───── Task material

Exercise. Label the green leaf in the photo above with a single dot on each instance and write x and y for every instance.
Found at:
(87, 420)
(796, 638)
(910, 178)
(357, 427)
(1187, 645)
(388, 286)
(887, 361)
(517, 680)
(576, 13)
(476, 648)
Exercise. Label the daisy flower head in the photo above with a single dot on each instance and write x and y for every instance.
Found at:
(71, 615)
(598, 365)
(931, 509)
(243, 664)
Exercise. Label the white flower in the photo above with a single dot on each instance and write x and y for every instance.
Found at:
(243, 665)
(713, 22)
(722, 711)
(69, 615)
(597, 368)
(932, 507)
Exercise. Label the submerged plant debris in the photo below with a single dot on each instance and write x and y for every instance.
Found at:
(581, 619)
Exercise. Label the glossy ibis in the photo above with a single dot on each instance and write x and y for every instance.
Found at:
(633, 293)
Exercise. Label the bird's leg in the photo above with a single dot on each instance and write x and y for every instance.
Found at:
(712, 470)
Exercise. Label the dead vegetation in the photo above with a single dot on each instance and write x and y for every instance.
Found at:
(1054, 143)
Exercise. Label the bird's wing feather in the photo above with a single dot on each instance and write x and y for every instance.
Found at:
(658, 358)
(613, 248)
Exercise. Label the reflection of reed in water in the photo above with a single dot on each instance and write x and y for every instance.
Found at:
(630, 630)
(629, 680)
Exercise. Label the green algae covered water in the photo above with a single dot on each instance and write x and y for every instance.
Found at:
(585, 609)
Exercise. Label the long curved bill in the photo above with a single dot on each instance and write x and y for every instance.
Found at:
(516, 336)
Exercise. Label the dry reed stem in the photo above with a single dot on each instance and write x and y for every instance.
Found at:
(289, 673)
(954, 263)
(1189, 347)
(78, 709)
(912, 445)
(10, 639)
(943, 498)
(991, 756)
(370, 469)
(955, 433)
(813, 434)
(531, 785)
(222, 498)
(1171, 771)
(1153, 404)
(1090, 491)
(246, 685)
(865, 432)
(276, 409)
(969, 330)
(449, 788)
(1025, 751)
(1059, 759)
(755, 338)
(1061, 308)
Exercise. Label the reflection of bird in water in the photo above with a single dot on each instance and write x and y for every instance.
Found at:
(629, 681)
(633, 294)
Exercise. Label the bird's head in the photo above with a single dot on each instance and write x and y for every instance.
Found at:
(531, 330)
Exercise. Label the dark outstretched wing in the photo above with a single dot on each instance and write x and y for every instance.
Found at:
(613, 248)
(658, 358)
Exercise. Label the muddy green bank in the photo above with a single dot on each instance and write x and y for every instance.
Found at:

──────────

Rewrite the rows starting at the line that has "Exercise. Label the dry" and continuing through the last of the rows above, with every "Found at" changed to "Located at" and nothing else altered.

_Exercise solution_
Exercise. Label the dry reed stem in the photo above with a single dot on each instance and write x and y for every instance.
Located at:
(289, 673)
(954, 263)
(1189, 347)
(78, 709)
(912, 445)
(10, 639)
(943, 498)
(991, 756)
(370, 469)
(955, 433)
(813, 434)
(531, 785)
(222, 498)
(1171, 771)
(1153, 404)
(1090, 491)
(246, 685)
(865, 432)
(276, 409)
(969, 330)
(449, 788)
(1025, 751)
(1059, 759)
(755, 338)
(1061, 308)
Exercise. Label the reflection of bird in water in the photo above with a single dot on each instance and write x and y for every instance.
Located at:
(629, 681)
(633, 294)
Exercise. Label the bird's head in the photo above with a single dot on each instance and write x and y for every instance.
Located at:
(531, 330)
Exercise. Label the dark outstretched wing in the photo above with a single dot on each instance and write x and y for every instance.
Located at:
(613, 248)
(658, 358)
Exercise. Label the muddy green bank in the photo above with a single dot on each instance and write x and y for every instance.
Located at:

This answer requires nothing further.